*Your task:* All of the records are to be copied out exactly, with nothing left out.

■ ■ ■ ■

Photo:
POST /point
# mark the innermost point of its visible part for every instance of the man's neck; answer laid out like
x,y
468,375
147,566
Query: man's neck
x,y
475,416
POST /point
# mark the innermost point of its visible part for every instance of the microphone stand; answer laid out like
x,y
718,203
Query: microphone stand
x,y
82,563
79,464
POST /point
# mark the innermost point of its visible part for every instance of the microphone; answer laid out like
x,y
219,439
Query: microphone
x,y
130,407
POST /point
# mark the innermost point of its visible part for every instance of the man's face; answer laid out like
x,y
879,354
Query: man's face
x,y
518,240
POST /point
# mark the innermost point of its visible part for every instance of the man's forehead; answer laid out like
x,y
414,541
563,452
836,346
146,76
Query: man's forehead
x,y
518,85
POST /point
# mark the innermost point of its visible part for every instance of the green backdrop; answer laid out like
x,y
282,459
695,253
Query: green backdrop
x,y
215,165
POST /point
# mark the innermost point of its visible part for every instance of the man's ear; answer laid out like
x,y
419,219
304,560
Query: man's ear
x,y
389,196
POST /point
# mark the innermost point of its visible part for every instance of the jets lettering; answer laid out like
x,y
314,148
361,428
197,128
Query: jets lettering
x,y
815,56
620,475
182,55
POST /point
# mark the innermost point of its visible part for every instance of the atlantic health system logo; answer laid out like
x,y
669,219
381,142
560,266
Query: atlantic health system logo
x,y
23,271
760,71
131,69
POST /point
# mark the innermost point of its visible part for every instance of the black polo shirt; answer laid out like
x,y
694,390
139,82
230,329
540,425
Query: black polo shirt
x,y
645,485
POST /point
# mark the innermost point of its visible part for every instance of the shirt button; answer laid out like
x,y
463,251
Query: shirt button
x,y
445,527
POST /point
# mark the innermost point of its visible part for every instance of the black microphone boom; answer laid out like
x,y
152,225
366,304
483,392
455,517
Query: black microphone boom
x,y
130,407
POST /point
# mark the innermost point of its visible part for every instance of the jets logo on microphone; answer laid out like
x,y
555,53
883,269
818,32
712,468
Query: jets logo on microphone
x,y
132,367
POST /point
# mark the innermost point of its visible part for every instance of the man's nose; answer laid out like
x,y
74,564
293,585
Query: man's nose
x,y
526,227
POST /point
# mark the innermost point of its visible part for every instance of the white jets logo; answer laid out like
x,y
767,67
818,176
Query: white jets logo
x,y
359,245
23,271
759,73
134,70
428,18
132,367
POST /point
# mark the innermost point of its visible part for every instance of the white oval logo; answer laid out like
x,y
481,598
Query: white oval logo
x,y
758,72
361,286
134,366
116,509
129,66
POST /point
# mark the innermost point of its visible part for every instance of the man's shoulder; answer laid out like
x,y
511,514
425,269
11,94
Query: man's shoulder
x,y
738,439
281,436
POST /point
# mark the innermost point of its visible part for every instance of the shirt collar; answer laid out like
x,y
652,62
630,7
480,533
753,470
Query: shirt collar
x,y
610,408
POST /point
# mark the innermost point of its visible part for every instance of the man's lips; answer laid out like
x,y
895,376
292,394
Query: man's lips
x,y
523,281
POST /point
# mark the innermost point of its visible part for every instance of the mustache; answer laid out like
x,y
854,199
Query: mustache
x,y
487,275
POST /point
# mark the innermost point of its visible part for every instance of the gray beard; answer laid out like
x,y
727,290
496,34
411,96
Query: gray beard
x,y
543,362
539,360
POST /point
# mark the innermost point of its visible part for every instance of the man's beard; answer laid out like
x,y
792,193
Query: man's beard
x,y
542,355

■ ■ ■ ■

*Result of the exercise:*
Photo:
POST /point
# mark the innermost point of its visible part for every instance of the man's neck; answer laid out like
x,y
468,375
147,566
Query: man's neck
x,y
475,416
POST /point
# mark the innermost point of its visible part for every instance of the microphone stand; answer laid out like
x,y
718,203
Query: microphone stand
x,y
82,563
79,464
POST /point
# mark the innermost point of its visible part for every instance of the microphone; answer laid out like
x,y
219,439
Query: microphone
x,y
130,407
POST /point
# mark the innermost point of its visible part for every instance of the man's face; answer laid out like
x,y
879,354
Query: man's face
x,y
518,240
POST /point
# mark the innermost point of its visible part for every instance of the man's forehead; answer laid out like
x,y
414,541
563,452
836,346
146,76
Query: man's forehead
x,y
518,85
POST /point
# mark the innermost point of its visible part for every instance of the green backdrop; answer laid out like
x,y
282,459
695,253
Query: green backdrop
x,y
215,165
POST /point
# mark the innermost point of its visible part for every instance of the man's ear; answer laid out like
x,y
419,219
304,560
Query: man's ear
x,y
389,196
POST /point
# mark the innermost point of its visible part for every instance of the jets lettering; answer laid out like
x,y
314,148
361,428
197,128
Query: jets lettering
x,y
815,56
620,475
182,55
POST /point
# mark the innermost point of its visible part for every instance of the atlantic health system logo; answer laid out like
x,y
669,219
381,142
560,266
Query: atlantic health system logo
x,y
23,271
760,71
131,69
POST /point
# mark the innermost point of its visible part for every instance of the black polo shirt; answer laid out like
x,y
694,390
139,82
230,329
540,425
Query: black polo shirt
x,y
645,485
POST /point
# mark the innermost point of its visible part for every instance of the shirt button; answer laid out like
x,y
463,251
Query: shirt button
x,y
445,527
POST /point
# mark the innermost point of its visible part for every instance of the black microphone boom; answer laid out like
x,y
152,225
366,304
483,392
455,517
Query: black microphone boom
x,y
130,407
POST /point
# mark the innermost point of its visible part for every instance of the jets logo on microphone; answer laid out like
x,y
555,53
883,269
818,32
712,468
Query: jets logo on microphone
x,y
132,367
POST /point
# mark the innermost point of its visible part for every instance of the man's nose; answer laid out like
x,y
74,564
293,585
Query: man's nose
x,y
526,227
POST /point
# mark the innermost point of its visible part for every instance of the white jets logo; answer laid out like
x,y
767,67
818,176
Query: white jets logo
x,y
359,245
23,271
759,73
134,70
428,18
132,367
POST /point
# mark the innermost point of its visible part for every instance of the white oval logo; answer laid out like
x,y
481,598
Query: white oval logo
x,y
758,72
361,286
134,366
116,509
129,66
POST /point
# mark the innermost point of its visible part for every instance of the man's shoulder; answer laid out like
x,y
511,514
425,269
11,94
Query: man's shoulder
x,y
738,439
281,436
POST /point
# mark the innermost point of its visible part for every instance of the shirt collar; answer laid out like
x,y
652,62
630,7
480,533
753,470
Query: shirt collar
x,y
610,408
POST /point
# mark the innermost point of its visible part for every instance of the man's lips; answer laid out like
x,y
895,376
292,394
Query: man's lips
x,y
523,281
POST /point
# mark the innermost point of its visible part for every instance of the mustache; answer laid out like
x,y
854,199
Query: mustache
x,y
487,275
POST /point
# mark the innermost point of its visible part for every instance of the gray beard; answer laid out like
x,y
727,290
496,34
411,96
Query: gray beard
x,y
543,362
539,360
POST /point
# mark the innermost point of its visible part for every instance of the man's beard; answer laid out like
x,y
792,193
Query: man's beard
x,y
542,355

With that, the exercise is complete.